━━━━━ EXERCISE MATERIAL
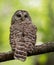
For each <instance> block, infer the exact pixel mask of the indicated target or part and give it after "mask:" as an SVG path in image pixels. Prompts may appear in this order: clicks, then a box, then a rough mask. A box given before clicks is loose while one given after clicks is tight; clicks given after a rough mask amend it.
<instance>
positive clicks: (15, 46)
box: [10, 10, 37, 61]
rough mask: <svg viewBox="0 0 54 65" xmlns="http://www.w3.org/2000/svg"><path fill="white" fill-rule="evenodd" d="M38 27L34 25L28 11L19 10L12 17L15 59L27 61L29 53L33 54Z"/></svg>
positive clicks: (17, 10) (14, 57)
mask: <svg viewBox="0 0 54 65" xmlns="http://www.w3.org/2000/svg"><path fill="white" fill-rule="evenodd" d="M36 31H37V27H35V26H34V25H33V24H32V20H31V17H30V15H29V13H28V12H27V11H24V10H17V11H16V12H15V13H14V15H13V16H12V20H11V26H10V45H11V48H12V51H13V53H14V58H15V59H19V60H22V61H25V60H26V57H27V53H32V52H33V48H34V46H35V43H36Z"/></svg>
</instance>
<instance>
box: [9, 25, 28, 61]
mask: <svg viewBox="0 0 54 65" xmlns="http://www.w3.org/2000/svg"><path fill="white" fill-rule="evenodd" d="M19 27H20V26H19ZM19 27H16V26H11V28H10V44H11V48H12V50H13V52H14V58H15V59H19V60H22V61H25V60H26V57H27V48H26V45H25V43H24V42H23V36H22V32H21V29H20V28H19Z"/></svg>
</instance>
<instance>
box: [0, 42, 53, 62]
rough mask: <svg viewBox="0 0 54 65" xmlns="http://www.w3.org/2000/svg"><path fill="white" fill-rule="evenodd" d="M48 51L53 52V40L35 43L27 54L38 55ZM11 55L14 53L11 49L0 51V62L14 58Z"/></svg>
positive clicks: (47, 51) (10, 59)
mask: <svg viewBox="0 0 54 65" xmlns="http://www.w3.org/2000/svg"><path fill="white" fill-rule="evenodd" d="M49 52H54V42H48V43H44V44H41V45H36V46H35V47H34V50H33V52H32V53H28V56H33V55H40V54H44V53H49ZM13 55H14V54H13V52H12V51H9V52H3V53H0V62H4V61H8V60H13V59H14V57H13Z"/></svg>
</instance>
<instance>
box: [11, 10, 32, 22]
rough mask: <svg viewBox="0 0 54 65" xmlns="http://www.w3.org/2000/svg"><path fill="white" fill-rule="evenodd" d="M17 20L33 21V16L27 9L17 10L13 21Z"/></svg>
mask: <svg viewBox="0 0 54 65" xmlns="http://www.w3.org/2000/svg"><path fill="white" fill-rule="evenodd" d="M15 21H18V22H22V21H31V17H30V16H29V13H28V12H27V11H25V10H17V11H16V12H15V13H14V15H13V17H12V23H14V22H15Z"/></svg>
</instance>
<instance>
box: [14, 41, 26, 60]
mask: <svg viewBox="0 0 54 65" xmlns="http://www.w3.org/2000/svg"><path fill="white" fill-rule="evenodd" d="M26 57H27V47H26V45H25V43H24V42H18V44H16V47H15V52H14V58H15V59H19V60H21V61H25V60H26Z"/></svg>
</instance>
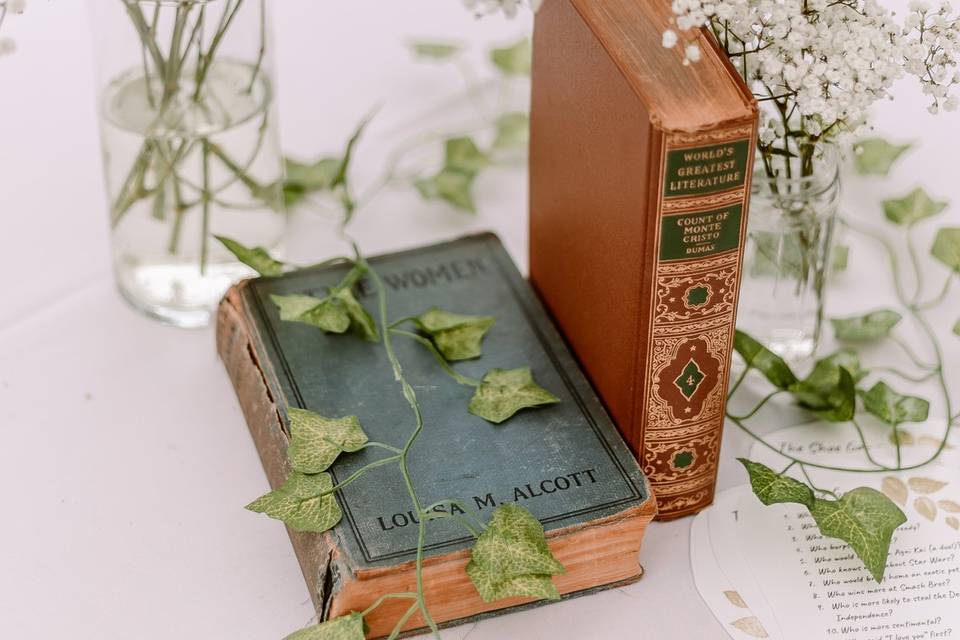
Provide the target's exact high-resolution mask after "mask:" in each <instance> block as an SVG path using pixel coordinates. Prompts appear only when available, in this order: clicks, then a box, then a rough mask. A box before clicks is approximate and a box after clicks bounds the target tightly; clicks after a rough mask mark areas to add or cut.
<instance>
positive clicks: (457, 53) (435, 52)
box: [410, 40, 463, 62]
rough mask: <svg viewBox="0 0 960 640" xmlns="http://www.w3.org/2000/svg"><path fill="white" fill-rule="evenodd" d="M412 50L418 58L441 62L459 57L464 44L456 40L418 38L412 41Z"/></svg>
mask: <svg viewBox="0 0 960 640" xmlns="http://www.w3.org/2000/svg"><path fill="white" fill-rule="evenodd" d="M410 50H411V51H412V52H413V55H414V56H416V57H418V58H422V59H424V60H432V61H437V62H440V61H446V60H450V59H451V58H455V57H457V56H458V55H459V54H460V52H461V51H463V45H461V44H459V43H456V42H434V41H428V40H417V41H414V42H411V43H410Z"/></svg>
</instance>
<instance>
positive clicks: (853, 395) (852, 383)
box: [790, 367, 857, 422]
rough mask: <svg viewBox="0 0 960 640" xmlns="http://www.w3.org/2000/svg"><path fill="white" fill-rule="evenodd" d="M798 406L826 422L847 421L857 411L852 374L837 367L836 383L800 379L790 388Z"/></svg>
mask: <svg viewBox="0 0 960 640" xmlns="http://www.w3.org/2000/svg"><path fill="white" fill-rule="evenodd" d="M821 385H822V386H821ZM790 392H791V393H792V394H793V396H794V397H795V398H796V399H797V401H798V402H799V404H800V406H802V407H804V408H805V409H808V410H810V411H812V412H813V413H815V414H816V415H817V416H819V417H820V418H821V419H823V420H826V421H827V422H847V421H848V420H851V419H852V418H853V416H854V414H855V413H856V411H857V389H856V384H855V383H854V381H853V375H852V374H851V373H850V372H849V371H848V370H847V369H846V368H845V367H837V383H836V384H835V385H831V386H827V385H826V384H825V379H824V381H823V382H819V381H818V382H814V383H811V382H808V381H807V380H803V381H800V382H798V383H796V384H795V385H793V386H792V387H791V388H790Z"/></svg>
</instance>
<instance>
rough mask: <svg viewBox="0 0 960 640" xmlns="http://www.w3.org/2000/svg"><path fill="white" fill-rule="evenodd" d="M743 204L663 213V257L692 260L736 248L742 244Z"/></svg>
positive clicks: (661, 248)
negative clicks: (724, 206)
mask: <svg viewBox="0 0 960 640" xmlns="http://www.w3.org/2000/svg"><path fill="white" fill-rule="evenodd" d="M742 215H743V205H742V204H732V205H729V206H726V207H723V208H722V209H714V210H712V211H696V212H690V213H679V214H676V215H669V216H663V218H662V219H661V221H660V260H661V261H666V260H690V259H691V258H704V257H707V256H712V255H714V254H716V253H722V252H724V251H730V250H731V249H736V248H737V247H738V246H739V245H740V218H741V217H742Z"/></svg>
━━━━━━━━━━
> INSTRUCTION
Return the lines from the start of the rows up to and including the line containing "box: [10, 10, 37, 61]", reproducing them verbatim and leaving out the pictures.

> ANSWER BELOW
For each <instance> block, infer the exact pixel mask of the indicated target or part and give it after "mask:" as an SVG path in image pixels. Prompts may appear in this order: clicks, then a box, then a rough mask. A box given before clicks is loose while one given after clicks is tight; clicks given after a rough mask amend it.
<instance>
positive clicks: (15, 46)
box: [10, 10, 37, 61]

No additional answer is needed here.